## Begin Text shown
# **Notebook 3: Split data**

## Objectives

* Generate train and test sets for feature engineering.
* Do Correlation and PPS analysis to visualize the relationship between different variables in the dataset.


## Inputs

* outputs/datasets/cleaned/house_prices_records_cleaned.csv

## Outputs

* Generate Train and Test sets from cleaned data, saved under outputs/datasets/cleaned/train and outputs/datasets/cleaned/test

## Comment

* For readers of this notebook, previously the name of the main dataframe used in this project has been called 'records_df'. From this notebook on, the main dataframe will simply be 'df', with variations when we use a subset of the df for a particular purpose. In this notebook, we split df into train and test sets, and their respective names will be 'TrainSet' and 'TestSet'.
## End Text shown
## Begin Data excerpt
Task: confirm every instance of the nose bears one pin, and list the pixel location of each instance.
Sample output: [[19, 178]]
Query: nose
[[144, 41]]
## End Data excerpt
Instructions ::
1 > List every dataframe name mentioned in the split-data notebook.
2 > Pick up the split-data notebook after its final sentence and continue writing it.
The data plays no part in what follows.

Answers for the exercise ::
1 > 'records_df', 'df', 'TrainSet', 'TestSet'

2 >
---

# Change working directory

We need to change the working directory from its current folder to its parent folder
* We access the current directory with os.getcwd()

In [None]:
import os
current_dir = os.getcwd()
current_dir

We want to make the parent of the current directory the new current directory
* os.path.dirname() gets the parent directory
* os.chir() defines the new current directory

In [None]:
os.chdir(os.path.dirname(current_dir))
print("You set a new current directory")

Confirm the new current directory

In [None]:
current_dir = os.getcwd()
current_dir

# Load data

In [None]:
import pandas as pd
df_raw_path = "outputs/datasets/cleaned/house_prices_records_cleaned.csv"
df = pd.read_csv(df_raw_path)
df.head(3)

# Split train and test data

In the cell below, the target variable 'SalePrice' is separated out from the rest of the data, and the split produces both a train and test set for the features (TrainSet and TestSet) and the target (train_target and test_target).

The reason for changing the code from the walkthrough is that in the train_test_split() function, I was passing df['SalePrice'] as the target variable, but also including it in my df, which means my target variable 'SalePrice' would be present in both my features and targets, which is not what I would typically want.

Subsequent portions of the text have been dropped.